Print word for word the part of the entries below that opens with the line containing "Coach's film review — highlight every metal" and closes with the line containing "(472, 17), (481, 117)", both of those lines included.
* START *
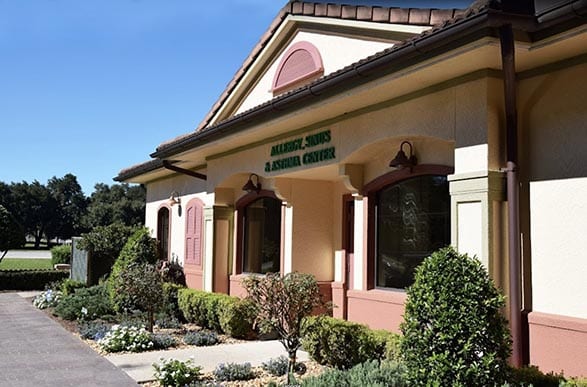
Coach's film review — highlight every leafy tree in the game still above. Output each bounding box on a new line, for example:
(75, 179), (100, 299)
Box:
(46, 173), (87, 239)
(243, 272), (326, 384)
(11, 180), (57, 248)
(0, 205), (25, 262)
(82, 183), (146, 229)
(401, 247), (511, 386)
* END *
* START *
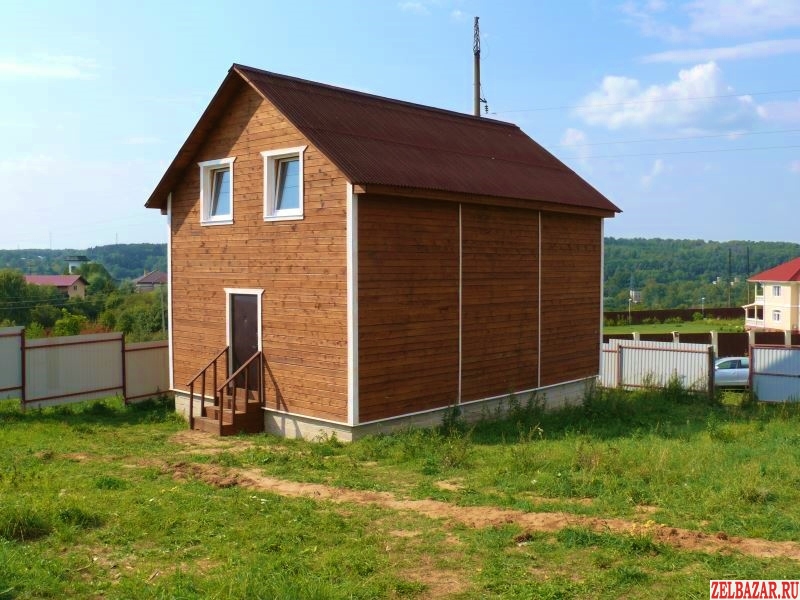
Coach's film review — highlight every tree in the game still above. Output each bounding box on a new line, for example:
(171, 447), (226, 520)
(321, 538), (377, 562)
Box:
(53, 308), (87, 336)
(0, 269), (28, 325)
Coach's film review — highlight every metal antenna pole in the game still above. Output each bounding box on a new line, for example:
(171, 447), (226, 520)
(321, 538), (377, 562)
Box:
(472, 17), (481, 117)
* END *
_EXPECTED ANSWER:_
Coach's film review — highlight every metal antenna pole in the game still above. Output each bounding box on a new line, for example:
(171, 447), (226, 520)
(321, 538), (377, 562)
Box:
(472, 17), (481, 117)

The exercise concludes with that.